Records for the task

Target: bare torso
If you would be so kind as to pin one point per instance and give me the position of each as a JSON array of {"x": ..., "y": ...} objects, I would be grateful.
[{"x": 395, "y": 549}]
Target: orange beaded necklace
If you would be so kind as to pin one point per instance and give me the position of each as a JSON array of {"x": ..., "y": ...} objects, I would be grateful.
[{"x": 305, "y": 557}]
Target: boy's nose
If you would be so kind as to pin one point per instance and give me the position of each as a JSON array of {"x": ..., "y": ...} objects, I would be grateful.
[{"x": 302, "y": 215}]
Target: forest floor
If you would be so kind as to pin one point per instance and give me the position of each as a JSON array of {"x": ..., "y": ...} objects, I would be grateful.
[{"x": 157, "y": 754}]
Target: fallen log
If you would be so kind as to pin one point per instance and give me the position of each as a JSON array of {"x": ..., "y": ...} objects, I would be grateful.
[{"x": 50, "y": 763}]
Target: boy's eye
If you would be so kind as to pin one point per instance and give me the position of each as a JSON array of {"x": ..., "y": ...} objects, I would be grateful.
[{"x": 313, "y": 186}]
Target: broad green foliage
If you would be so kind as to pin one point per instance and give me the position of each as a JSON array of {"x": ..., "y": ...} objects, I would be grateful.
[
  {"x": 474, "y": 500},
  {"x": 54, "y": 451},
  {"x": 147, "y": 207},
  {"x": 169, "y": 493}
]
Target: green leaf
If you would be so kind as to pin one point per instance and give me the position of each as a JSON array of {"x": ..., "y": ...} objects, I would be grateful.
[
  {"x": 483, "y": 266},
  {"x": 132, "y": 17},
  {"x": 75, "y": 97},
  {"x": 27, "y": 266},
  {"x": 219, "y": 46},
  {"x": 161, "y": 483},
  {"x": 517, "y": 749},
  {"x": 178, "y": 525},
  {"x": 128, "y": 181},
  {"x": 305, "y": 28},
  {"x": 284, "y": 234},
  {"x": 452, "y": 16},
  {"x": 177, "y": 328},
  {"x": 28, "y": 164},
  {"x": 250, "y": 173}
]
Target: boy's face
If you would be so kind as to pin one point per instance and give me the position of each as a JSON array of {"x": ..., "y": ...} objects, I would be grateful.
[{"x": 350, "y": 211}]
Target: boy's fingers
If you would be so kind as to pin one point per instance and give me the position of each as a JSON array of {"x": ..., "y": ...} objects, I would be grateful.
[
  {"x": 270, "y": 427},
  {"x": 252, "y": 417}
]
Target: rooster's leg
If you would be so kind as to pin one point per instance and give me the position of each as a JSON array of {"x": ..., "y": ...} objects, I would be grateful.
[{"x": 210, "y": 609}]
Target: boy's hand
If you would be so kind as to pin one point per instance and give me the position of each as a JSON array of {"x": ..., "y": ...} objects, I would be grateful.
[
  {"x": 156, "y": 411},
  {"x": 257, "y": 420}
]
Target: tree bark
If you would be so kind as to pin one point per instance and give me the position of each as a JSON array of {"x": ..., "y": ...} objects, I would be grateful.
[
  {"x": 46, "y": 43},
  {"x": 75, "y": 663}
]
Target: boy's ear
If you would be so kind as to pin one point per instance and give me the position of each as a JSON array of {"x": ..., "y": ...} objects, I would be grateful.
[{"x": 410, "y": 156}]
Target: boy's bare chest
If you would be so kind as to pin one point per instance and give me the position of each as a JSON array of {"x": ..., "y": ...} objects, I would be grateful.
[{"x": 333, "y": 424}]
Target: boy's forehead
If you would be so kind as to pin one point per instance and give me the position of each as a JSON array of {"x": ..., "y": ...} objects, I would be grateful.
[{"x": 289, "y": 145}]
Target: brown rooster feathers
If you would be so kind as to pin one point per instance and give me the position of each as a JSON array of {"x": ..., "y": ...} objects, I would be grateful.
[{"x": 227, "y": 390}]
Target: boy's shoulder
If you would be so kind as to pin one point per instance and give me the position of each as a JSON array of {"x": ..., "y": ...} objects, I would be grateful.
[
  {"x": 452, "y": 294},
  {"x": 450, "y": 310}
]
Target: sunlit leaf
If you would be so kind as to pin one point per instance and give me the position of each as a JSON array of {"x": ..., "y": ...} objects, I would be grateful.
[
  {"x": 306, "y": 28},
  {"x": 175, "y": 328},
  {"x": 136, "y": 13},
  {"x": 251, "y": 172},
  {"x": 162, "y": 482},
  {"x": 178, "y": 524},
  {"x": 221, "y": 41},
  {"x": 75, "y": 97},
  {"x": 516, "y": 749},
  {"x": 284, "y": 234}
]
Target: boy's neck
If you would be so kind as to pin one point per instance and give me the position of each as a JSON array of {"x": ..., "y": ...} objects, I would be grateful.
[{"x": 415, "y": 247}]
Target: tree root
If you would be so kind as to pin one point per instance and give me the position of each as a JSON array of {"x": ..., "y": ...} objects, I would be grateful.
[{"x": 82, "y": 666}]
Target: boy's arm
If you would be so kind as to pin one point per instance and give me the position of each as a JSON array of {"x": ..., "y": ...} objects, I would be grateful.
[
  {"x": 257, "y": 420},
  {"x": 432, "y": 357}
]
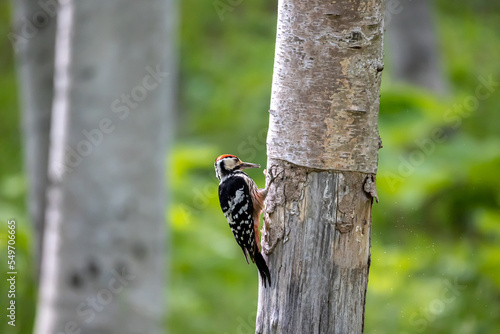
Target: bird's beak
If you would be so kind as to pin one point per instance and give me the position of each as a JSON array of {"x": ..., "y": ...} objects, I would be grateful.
[{"x": 244, "y": 165}]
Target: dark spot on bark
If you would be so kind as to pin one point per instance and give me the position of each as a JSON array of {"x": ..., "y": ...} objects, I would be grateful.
[
  {"x": 75, "y": 280},
  {"x": 356, "y": 36},
  {"x": 121, "y": 267},
  {"x": 139, "y": 251},
  {"x": 93, "y": 269}
]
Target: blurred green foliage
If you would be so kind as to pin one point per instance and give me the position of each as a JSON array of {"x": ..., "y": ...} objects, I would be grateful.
[{"x": 436, "y": 232}]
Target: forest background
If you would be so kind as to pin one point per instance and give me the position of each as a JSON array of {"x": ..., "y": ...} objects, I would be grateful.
[{"x": 436, "y": 232}]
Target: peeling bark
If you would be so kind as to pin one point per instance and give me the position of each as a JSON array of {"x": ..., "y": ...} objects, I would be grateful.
[{"x": 323, "y": 144}]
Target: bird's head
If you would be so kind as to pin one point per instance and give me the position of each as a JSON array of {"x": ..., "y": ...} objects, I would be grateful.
[{"x": 227, "y": 164}]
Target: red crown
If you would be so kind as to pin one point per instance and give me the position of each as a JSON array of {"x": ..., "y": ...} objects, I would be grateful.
[{"x": 225, "y": 156}]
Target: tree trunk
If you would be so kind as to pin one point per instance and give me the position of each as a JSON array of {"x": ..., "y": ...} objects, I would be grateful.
[
  {"x": 323, "y": 144},
  {"x": 103, "y": 260},
  {"x": 413, "y": 47},
  {"x": 33, "y": 42}
]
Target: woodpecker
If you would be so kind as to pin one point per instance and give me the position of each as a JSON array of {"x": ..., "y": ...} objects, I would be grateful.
[{"x": 242, "y": 203}]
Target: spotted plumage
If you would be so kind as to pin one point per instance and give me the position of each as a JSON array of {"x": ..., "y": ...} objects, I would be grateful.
[{"x": 242, "y": 203}]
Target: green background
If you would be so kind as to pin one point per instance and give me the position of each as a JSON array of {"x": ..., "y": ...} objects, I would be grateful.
[{"x": 436, "y": 231}]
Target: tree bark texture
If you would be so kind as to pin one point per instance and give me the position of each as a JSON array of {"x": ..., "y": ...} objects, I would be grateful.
[
  {"x": 104, "y": 255},
  {"x": 34, "y": 46},
  {"x": 323, "y": 144}
]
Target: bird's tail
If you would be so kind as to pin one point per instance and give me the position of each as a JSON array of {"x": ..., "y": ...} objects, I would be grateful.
[{"x": 263, "y": 269}]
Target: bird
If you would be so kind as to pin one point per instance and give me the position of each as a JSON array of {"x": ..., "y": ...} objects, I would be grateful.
[{"x": 242, "y": 203}]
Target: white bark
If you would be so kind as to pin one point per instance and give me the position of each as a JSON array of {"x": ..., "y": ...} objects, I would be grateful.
[
  {"x": 33, "y": 42},
  {"x": 323, "y": 140},
  {"x": 103, "y": 260}
]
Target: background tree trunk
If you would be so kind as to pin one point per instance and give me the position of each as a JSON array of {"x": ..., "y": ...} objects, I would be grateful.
[
  {"x": 34, "y": 40},
  {"x": 413, "y": 47},
  {"x": 324, "y": 140},
  {"x": 103, "y": 259}
]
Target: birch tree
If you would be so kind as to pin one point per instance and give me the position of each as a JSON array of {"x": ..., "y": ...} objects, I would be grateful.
[
  {"x": 323, "y": 144},
  {"x": 103, "y": 256},
  {"x": 33, "y": 40}
]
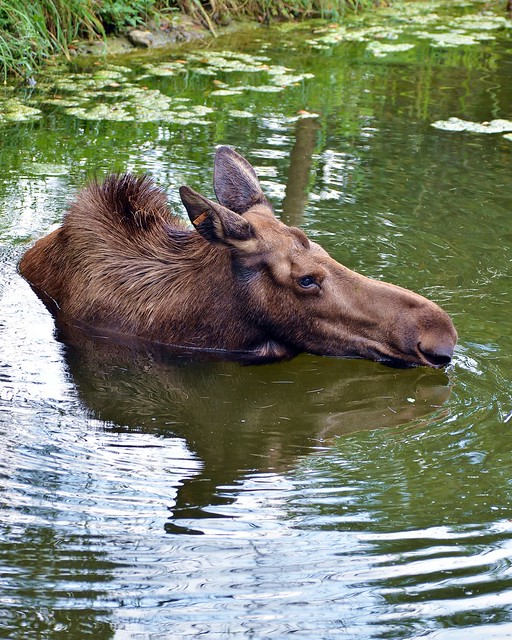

Aim of the exercise
Please pull out each line of the material above that contains the string "trunk", treating uppercase and lowercase as different.

Solution to this task
Target: tree trunk
Target: background tree trunk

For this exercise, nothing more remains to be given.